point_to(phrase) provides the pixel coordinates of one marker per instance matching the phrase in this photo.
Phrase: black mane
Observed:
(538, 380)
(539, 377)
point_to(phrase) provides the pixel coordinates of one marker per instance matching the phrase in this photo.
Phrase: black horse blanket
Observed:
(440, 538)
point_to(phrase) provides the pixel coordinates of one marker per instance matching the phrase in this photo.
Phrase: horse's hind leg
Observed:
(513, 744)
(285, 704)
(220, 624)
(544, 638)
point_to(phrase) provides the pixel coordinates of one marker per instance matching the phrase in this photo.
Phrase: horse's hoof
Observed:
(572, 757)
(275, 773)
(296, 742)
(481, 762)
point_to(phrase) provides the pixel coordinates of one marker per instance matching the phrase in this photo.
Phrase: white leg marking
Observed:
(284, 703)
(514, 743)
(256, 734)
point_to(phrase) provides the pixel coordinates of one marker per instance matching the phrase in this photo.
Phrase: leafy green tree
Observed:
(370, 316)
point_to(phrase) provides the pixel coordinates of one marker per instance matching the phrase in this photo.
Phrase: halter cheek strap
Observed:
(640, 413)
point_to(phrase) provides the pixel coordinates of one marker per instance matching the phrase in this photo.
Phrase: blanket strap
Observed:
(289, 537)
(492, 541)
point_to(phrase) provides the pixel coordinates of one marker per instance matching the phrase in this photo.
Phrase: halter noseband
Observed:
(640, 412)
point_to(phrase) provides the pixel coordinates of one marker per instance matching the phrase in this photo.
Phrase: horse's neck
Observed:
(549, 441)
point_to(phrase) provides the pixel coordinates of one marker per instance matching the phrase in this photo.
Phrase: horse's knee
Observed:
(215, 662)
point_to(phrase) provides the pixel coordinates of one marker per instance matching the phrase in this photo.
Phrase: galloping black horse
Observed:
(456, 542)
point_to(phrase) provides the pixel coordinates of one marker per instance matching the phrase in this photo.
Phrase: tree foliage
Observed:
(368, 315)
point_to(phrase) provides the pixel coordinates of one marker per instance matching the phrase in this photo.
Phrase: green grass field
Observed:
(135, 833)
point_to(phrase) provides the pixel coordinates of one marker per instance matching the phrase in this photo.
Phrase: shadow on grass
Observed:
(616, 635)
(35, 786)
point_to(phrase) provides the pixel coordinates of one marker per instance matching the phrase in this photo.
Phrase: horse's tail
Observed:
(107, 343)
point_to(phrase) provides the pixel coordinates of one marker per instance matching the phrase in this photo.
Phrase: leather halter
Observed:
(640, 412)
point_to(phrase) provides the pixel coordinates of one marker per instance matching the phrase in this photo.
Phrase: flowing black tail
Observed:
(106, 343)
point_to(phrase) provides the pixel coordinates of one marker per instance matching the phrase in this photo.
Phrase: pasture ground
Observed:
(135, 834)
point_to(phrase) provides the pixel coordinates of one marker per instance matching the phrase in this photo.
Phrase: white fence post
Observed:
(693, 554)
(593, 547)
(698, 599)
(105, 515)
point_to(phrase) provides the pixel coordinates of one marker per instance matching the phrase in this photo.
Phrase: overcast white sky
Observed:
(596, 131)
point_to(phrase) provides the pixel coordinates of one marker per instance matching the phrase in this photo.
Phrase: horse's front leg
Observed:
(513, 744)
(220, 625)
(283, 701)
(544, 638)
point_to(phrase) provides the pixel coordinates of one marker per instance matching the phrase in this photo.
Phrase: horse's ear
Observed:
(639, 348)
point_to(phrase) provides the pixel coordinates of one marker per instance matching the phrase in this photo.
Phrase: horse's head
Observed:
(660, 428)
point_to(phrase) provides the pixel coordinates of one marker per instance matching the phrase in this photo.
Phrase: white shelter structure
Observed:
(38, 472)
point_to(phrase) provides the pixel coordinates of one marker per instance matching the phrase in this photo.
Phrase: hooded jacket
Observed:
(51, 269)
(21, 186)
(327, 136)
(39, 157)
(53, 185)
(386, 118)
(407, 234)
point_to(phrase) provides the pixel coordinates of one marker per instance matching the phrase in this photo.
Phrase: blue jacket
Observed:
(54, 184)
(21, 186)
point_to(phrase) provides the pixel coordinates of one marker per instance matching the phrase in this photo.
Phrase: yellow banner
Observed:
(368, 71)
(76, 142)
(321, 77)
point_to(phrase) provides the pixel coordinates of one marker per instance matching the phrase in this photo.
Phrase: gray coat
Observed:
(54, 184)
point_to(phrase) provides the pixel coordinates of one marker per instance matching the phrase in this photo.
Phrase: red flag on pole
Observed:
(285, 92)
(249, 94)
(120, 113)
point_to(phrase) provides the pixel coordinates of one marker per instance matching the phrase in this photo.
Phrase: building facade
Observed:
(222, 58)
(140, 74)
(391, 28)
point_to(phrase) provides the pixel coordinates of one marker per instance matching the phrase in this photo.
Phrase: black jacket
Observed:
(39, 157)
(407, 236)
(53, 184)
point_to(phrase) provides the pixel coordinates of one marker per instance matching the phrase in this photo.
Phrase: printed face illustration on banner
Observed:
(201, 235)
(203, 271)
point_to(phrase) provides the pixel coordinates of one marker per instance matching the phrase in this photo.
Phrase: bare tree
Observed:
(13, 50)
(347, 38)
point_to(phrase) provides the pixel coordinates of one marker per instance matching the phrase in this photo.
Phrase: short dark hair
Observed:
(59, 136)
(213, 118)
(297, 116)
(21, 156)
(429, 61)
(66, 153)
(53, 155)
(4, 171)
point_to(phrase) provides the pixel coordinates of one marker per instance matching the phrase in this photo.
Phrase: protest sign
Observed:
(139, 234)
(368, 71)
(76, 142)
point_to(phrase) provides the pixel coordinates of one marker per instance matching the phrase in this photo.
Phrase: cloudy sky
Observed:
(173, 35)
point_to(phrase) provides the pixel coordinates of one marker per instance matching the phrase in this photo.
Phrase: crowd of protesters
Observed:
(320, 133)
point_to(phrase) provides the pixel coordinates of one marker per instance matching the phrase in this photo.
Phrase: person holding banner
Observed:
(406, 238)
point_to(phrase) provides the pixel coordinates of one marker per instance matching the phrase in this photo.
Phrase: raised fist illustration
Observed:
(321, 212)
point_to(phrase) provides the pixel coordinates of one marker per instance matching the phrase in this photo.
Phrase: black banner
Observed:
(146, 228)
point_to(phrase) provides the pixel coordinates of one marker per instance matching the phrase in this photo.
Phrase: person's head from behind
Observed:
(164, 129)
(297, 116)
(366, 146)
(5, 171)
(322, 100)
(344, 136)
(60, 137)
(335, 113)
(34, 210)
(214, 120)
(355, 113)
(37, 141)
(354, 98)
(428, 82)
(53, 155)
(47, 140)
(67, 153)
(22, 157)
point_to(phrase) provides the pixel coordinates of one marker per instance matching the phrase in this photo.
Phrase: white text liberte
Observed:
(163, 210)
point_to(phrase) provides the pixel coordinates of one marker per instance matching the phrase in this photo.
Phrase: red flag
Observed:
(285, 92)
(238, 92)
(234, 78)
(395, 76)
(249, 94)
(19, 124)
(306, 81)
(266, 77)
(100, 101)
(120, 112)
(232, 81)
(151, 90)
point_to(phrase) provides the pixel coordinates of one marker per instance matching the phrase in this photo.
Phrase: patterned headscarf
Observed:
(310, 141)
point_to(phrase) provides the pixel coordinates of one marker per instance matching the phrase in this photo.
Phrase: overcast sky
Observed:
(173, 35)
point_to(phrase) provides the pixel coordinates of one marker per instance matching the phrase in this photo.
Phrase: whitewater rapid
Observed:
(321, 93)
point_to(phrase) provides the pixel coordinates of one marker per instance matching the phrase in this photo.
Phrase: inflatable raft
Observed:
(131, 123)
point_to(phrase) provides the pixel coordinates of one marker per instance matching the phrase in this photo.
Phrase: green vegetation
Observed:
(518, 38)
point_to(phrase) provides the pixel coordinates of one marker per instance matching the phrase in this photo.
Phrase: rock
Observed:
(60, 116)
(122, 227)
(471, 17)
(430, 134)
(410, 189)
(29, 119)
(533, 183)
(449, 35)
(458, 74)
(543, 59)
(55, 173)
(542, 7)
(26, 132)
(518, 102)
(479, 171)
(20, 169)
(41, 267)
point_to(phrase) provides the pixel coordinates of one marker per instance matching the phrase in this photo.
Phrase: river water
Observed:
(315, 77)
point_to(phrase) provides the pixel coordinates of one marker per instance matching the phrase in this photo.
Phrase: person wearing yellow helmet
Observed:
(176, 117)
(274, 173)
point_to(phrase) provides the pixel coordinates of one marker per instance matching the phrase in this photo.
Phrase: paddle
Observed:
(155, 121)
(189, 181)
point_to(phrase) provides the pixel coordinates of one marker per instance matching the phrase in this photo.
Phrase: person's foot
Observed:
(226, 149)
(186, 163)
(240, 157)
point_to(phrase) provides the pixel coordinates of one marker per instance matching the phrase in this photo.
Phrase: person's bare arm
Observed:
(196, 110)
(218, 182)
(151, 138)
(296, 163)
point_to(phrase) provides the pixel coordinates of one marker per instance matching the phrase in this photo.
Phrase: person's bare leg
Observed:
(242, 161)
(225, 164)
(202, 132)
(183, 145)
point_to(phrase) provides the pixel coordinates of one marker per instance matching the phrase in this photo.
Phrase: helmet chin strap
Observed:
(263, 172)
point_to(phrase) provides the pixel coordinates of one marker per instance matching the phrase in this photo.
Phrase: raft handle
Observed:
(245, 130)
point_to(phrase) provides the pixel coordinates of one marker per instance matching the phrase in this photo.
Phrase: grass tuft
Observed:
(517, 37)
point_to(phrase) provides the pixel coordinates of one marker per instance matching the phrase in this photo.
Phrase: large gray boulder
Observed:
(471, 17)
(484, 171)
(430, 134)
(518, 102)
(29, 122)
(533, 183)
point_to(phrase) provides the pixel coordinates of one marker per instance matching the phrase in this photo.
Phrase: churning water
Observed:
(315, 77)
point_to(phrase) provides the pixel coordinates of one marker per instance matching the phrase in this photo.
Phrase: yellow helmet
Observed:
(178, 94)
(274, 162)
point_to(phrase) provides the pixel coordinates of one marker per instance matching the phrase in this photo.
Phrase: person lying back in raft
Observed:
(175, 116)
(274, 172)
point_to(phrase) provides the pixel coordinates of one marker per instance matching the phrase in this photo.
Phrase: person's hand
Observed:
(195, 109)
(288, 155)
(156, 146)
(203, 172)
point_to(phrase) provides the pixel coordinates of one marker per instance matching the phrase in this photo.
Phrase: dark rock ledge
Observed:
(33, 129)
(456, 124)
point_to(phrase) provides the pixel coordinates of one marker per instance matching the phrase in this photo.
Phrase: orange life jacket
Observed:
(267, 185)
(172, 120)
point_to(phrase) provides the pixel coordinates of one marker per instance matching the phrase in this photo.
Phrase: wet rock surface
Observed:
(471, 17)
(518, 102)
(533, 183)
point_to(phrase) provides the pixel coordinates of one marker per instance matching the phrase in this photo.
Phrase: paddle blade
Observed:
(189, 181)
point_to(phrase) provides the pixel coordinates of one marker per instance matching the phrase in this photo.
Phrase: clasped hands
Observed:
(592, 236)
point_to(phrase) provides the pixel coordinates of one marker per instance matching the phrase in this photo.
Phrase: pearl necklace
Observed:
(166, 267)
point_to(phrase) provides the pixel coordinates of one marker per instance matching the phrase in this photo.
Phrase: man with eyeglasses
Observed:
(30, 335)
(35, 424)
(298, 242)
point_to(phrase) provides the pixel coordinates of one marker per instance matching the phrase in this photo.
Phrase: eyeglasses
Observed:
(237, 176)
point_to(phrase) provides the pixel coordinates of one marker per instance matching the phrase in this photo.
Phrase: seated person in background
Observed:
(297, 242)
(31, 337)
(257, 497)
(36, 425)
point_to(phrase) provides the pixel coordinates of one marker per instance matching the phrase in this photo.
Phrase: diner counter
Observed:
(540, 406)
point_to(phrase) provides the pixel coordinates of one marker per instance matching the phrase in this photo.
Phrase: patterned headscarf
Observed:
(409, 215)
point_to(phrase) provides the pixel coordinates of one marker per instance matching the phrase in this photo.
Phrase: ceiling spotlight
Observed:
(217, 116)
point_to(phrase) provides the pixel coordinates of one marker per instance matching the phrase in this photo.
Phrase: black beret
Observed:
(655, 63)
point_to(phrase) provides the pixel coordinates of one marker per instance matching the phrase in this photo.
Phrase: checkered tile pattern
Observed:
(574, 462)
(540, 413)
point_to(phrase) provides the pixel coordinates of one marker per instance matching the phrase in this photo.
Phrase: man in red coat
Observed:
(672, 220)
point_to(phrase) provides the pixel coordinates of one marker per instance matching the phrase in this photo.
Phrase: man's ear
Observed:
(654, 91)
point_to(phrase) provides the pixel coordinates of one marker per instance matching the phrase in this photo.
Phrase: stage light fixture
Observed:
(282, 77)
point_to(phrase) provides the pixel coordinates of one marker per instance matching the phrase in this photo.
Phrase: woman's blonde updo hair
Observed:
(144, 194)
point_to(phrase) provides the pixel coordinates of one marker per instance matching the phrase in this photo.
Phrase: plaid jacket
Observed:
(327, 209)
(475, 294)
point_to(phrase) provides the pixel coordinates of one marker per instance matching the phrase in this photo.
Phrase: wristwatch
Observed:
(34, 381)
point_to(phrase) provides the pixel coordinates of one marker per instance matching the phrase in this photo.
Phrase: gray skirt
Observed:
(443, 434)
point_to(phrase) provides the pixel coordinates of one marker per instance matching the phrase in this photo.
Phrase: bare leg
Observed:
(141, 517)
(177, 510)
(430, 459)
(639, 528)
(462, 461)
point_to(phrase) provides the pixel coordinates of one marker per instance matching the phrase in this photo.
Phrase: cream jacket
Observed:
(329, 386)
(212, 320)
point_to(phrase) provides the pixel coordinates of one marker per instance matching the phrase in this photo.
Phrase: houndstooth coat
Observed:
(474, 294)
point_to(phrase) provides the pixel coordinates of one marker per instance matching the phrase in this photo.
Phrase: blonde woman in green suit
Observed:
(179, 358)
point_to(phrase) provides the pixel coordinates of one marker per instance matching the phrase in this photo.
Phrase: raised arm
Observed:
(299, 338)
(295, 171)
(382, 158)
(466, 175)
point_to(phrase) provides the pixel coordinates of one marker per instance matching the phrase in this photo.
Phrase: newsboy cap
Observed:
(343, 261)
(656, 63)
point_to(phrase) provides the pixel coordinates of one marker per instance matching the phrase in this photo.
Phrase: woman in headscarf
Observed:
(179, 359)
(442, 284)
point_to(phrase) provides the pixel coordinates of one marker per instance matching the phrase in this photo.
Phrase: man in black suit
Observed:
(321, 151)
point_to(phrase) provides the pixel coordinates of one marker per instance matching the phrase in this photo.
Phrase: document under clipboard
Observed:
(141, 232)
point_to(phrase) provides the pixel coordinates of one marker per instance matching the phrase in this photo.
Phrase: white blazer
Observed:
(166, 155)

-------------------------

Problem to work on:
Starting at the line that contains "Phrase: raised arm", restate word for word every line through the last one in the records above. Return nothing else.

Answer for the task:
Phrase: raised arm
Observed:
(299, 338)
(295, 171)
(382, 158)
(466, 175)
point_to(phrase) provides the pixel coordinates of one marker per instance matching the phrase in this photo.
Phrase: newsboy cap
Observed:
(343, 261)
(656, 63)
point_to(phrase) provides the pixel coordinates of one marker per instance matching the phrase in this photo.
Phrase: woman in headscarf
Observed:
(179, 359)
(442, 284)
point_to(phrase) provides the pixel coordinates of one marker per instance matching the phrase in this photo.
Phrase: man in black suit
Observed:
(321, 151)
point_to(phrase) provides the pixel coordinates of one marker per instance matching the phrase in this photo.
Phrase: document under clipboard
Observed:
(141, 232)
point_to(phrase) provides the pixel coordinates of one marker per instance matching the phrase in this photo.
Phrase: white blazer
Observed:
(166, 155)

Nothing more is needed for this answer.